### WORK REQUIRED
Could you gather every line in the items below that contains the string "post"? Uppercase and lowercase count as different letters.

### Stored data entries

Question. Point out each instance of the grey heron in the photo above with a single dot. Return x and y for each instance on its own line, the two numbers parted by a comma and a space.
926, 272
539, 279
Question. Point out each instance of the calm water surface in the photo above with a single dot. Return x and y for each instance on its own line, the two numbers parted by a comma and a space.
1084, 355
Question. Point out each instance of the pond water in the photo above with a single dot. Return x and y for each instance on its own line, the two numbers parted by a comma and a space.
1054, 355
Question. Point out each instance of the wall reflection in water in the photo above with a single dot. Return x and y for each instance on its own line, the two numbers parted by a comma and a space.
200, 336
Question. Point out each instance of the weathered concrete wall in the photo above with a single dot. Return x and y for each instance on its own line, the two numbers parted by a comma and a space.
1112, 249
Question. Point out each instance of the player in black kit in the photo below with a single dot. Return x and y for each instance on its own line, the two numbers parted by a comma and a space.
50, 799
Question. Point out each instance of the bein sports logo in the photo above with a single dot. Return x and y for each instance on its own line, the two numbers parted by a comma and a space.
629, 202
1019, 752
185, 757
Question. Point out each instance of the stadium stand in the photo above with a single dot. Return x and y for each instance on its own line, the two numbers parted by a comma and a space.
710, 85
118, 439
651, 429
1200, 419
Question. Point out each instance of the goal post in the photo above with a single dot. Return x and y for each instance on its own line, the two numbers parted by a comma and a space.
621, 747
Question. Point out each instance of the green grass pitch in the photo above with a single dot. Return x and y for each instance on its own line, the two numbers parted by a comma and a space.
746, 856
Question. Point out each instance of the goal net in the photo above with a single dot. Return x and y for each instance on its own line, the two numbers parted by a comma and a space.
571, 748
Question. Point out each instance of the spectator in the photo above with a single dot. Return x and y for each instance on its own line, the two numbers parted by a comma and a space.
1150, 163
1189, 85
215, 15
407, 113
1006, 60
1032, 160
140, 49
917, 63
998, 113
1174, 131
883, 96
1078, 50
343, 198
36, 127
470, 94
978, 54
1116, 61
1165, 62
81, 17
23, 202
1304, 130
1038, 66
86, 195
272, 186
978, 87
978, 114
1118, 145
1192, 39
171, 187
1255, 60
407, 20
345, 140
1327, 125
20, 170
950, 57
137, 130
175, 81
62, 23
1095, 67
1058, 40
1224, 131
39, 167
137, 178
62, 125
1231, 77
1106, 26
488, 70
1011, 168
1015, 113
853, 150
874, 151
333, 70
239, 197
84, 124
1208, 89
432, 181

### REPLY TO THE TASK
Question. Point out each instance of the goal post in the photo above with a single dot. Return x and y for each instance on its own line, the two numbers parted by a comma and a space.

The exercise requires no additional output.